*** Opening of Given entries ***
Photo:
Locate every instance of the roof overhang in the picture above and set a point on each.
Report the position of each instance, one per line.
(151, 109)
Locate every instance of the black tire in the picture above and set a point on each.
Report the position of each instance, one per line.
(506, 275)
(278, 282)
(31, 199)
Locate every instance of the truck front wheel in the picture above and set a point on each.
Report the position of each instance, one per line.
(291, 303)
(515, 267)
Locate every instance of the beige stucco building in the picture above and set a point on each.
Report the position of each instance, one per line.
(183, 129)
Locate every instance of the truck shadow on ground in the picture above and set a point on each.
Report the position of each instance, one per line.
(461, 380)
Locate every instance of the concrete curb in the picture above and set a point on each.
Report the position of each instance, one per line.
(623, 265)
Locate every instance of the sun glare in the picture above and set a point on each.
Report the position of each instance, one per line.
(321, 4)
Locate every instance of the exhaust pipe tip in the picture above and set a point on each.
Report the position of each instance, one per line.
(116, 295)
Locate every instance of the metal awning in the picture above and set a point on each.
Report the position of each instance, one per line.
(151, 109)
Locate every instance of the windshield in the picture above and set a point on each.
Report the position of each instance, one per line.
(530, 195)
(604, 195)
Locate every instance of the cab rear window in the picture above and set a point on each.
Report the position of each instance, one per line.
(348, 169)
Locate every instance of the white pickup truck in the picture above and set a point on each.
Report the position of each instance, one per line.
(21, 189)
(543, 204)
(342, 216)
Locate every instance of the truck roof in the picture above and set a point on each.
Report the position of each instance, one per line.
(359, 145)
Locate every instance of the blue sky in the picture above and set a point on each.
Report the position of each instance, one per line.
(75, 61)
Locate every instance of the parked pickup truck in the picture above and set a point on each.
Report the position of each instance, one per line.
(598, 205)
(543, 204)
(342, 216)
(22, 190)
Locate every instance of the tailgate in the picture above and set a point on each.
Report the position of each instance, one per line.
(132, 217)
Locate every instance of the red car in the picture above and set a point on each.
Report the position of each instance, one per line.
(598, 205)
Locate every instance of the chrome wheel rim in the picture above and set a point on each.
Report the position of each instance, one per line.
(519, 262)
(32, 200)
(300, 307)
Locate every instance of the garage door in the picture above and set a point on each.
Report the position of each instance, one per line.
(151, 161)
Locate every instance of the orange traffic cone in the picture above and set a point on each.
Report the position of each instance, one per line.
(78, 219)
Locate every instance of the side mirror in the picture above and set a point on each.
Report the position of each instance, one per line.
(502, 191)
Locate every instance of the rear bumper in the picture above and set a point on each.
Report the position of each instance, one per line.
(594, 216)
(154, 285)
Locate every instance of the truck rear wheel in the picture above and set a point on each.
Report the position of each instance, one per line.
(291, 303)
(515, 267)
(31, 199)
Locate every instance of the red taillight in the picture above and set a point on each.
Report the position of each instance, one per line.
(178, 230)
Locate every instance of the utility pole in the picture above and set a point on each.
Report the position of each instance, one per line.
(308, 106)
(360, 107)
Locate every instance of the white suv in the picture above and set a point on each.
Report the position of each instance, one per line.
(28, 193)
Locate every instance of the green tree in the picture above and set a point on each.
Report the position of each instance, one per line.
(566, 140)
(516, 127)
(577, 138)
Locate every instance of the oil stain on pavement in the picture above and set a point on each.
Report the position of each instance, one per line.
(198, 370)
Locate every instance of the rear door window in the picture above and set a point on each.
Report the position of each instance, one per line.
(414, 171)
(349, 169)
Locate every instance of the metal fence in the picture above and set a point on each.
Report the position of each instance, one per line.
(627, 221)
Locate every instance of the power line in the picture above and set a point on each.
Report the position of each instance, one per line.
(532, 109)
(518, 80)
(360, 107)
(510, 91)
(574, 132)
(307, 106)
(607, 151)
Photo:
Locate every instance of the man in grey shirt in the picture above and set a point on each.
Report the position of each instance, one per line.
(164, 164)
*** Close of Given entries ***
*** Opening of Given entries ***
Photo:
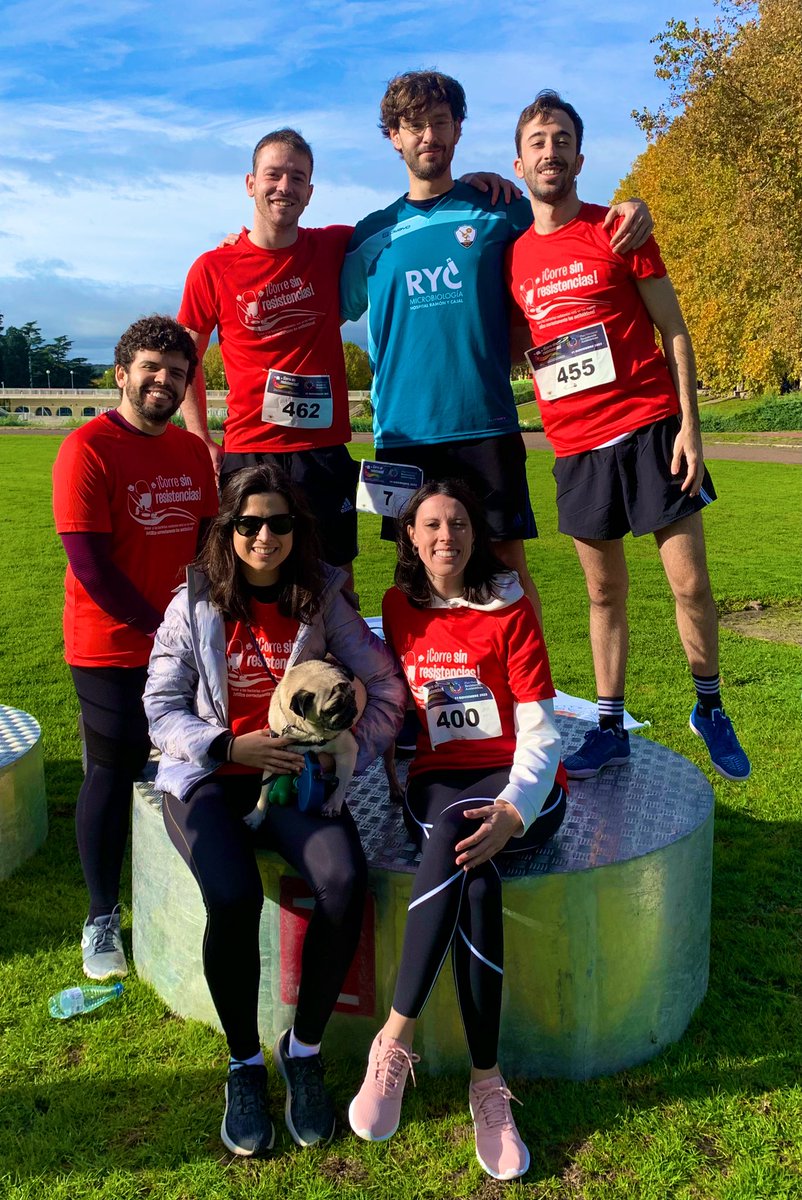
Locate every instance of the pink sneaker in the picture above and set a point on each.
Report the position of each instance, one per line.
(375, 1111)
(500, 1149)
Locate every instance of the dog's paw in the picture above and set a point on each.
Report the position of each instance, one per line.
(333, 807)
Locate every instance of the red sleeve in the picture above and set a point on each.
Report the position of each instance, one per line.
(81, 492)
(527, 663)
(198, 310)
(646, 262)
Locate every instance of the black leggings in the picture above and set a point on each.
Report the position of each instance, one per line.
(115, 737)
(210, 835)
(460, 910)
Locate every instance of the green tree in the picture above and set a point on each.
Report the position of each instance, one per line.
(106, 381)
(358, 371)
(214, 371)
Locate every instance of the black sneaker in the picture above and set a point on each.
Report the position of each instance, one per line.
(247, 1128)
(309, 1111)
*** Close of Given entries ***
- Problem to solve -
Determine how many lines of the material above contain "rear", and give that number with no other words.

- Result -
4